Copy every one of the lines below word for word, changing nothing.

[Region labeling lines]
──────

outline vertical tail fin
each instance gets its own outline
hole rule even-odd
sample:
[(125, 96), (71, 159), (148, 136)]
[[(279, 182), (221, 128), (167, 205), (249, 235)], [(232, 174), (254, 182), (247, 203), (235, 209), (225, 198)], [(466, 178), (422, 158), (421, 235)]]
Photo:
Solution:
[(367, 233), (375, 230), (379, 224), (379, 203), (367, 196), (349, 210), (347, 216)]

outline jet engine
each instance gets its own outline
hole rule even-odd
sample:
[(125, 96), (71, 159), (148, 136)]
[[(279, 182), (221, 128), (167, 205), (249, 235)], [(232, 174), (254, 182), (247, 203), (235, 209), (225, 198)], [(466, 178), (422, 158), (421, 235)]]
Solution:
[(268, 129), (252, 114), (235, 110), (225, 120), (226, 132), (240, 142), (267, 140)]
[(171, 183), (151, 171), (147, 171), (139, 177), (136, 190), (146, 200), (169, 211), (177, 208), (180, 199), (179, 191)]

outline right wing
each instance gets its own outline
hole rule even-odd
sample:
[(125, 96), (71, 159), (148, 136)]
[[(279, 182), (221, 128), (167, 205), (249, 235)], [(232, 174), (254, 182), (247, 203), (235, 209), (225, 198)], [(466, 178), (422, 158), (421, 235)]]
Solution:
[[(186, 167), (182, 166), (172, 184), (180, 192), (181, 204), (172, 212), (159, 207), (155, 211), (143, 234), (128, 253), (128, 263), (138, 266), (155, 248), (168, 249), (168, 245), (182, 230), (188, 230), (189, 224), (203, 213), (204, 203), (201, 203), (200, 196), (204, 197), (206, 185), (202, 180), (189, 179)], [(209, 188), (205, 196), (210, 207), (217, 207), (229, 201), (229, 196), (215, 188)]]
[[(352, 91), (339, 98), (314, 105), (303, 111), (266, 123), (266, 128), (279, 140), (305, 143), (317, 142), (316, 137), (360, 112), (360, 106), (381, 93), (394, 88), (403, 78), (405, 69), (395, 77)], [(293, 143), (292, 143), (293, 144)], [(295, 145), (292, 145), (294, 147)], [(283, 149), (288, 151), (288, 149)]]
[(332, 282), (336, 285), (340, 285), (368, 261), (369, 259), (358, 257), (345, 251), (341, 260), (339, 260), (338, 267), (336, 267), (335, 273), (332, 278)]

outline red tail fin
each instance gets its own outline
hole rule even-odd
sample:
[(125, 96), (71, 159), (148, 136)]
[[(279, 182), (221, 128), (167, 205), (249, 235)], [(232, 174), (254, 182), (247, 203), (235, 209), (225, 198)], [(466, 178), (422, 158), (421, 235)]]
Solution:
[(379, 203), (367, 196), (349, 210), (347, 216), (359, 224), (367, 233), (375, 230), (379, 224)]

──────

## Solution for this task
outline vertical tail fin
each instance gets its own outline
hole rule even-odd
sample:
[(125, 96), (71, 159), (148, 136)]
[[(279, 182), (221, 128), (167, 205), (249, 235)], [(232, 174), (254, 182), (247, 203), (235, 209), (225, 198)], [(466, 178), (422, 158), (421, 235)]]
Photo:
Solution:
[(367, 233), (375, 230), (379, 224), (379, 203), (367, 196), (349, 210), (347, 216)]

outline jet engine
each instance gets its own outline
hole rule even-odd
sample:
[(125, 96), (71, 159), (148, 136)]
[[(279, 182), (221, 128), (167, 205), (249, 235)], [(232, 174), (254, 182), (247, 203), (235, 209), (225, 198)], [(466, 178), (422, 158), (421, 235)]]
Solution:
[(268, 129), (252, 114), (235, 110), (225, 120), (226, 132), (240, 142), (267, 140)]
[(171, 183), (151, 171), (147, 171), (139, 177), (136, 190), (146, 200), (169, 211), (177, 208), (180, 199), (179, 191)]

outline right wing
each instance gets its own outline
hole rule even-odd
sample:
[(125, 96), (71, 159), (148, 136)]
[[(279, 182), (221, 128), (167, 205), (249, 235)], [(232, 174), (254, 182), (247, 203), (235, 209), (225, 198)], [(466, 178), (422, 158), (421, 235)]]
Solution:
[[(186, 167), (182, 166), (172, 184), (180, 192), (181, 204), (172, 212), (159, 207), (155, 211), (143, 234), (128, 253), (128, 263), (138, 266), (155, 248), (168, 249), (168, 245), (182, 230), (188, 230), (189, 224), (203, 213), (204, 203), (201, 203), (200, 196), (204, 197), (206, 185), (202, 180), (189, 179)], [(209, 188), (205, 196), (210, 207), (217, 207), (229, 201), (229, 196), (215, 188)]]
[[(352, 91), (339, 98), (314, 105), (303, 111), (266, 123), (266, 128), (279, 140), (305, 143), (317, 142), (316, 137), (360, 112), (360, 106), (381, 93), (394, 88), (403, 78), (405, 69), (395, 77)], [(293, 143), (292, 143), (293, 144)], [(295, 145), (292, 145), (294, 147)], [(283, 149), (288, 151), (288, 149)]]
[(332, 282), (336, 285), (340, 285), (368, 261), (369, 259), (358, 257), (345, 251), (341, 260), (339, 260), (338, 267), (336, 267), (335, 273), (332, 278)]

outline red tail fin
each instance gets its own outline
hole rule even-odd
sample:
[(125, 96), (71, 159), (148, 136)]
[[(279, 182), (221, 128), (167, 205), (249, 235)], [(232, 174), (254, 182), (247, 203), (235, 209), (225, 198)], [(466, 178), (422, 158), (421, 235)]]
Solution:
[(379, 203), (367, 196), (349, 210), (347, 216), (359, 224), (367, 233), (375, 230), (379, 224)]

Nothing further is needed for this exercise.